• 기록 발췌
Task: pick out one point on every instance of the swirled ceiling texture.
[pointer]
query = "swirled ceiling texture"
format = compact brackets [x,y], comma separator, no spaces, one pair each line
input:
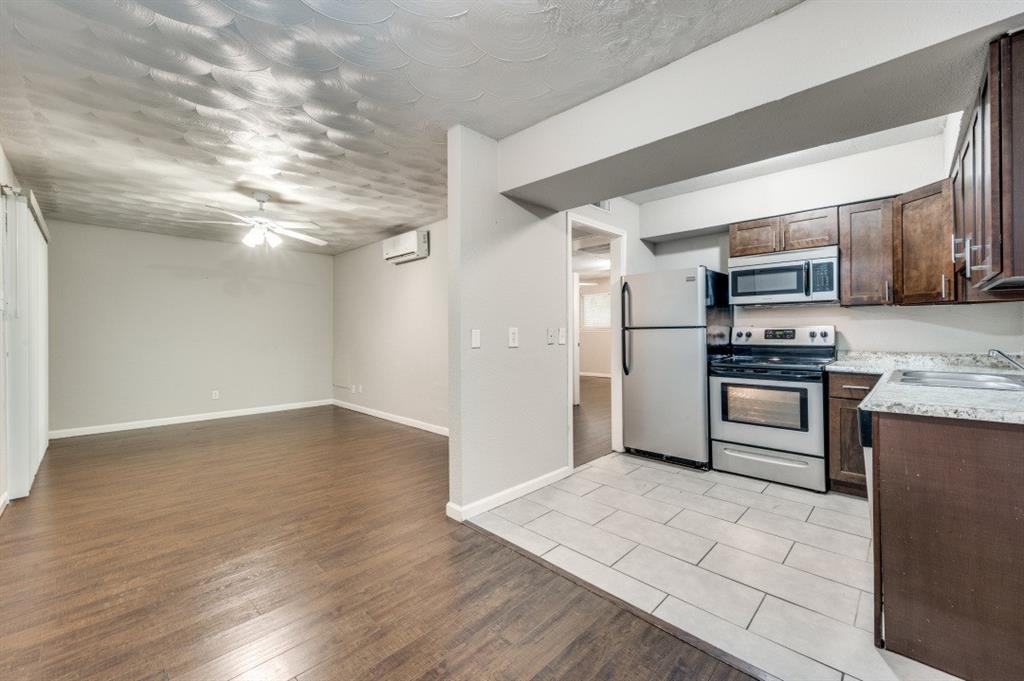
[135,114]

• 과제 요구사항
위 항목 전체의 모든 줄을 요청까지 포함해 다시 작성하되, 답으로 표시된 좌표의 각 값에만 116을 더해 오프셋하세요. 결과에서 그림은 제외하세요.

• 응답 내용
Task: pick out one point on every instance of the swirled ceiling texture.
[pointer]
query = "swirled ceiling texture"
format = compact brackets [x,y], comma separator, no spaces, one pair each line
input:
[251,230]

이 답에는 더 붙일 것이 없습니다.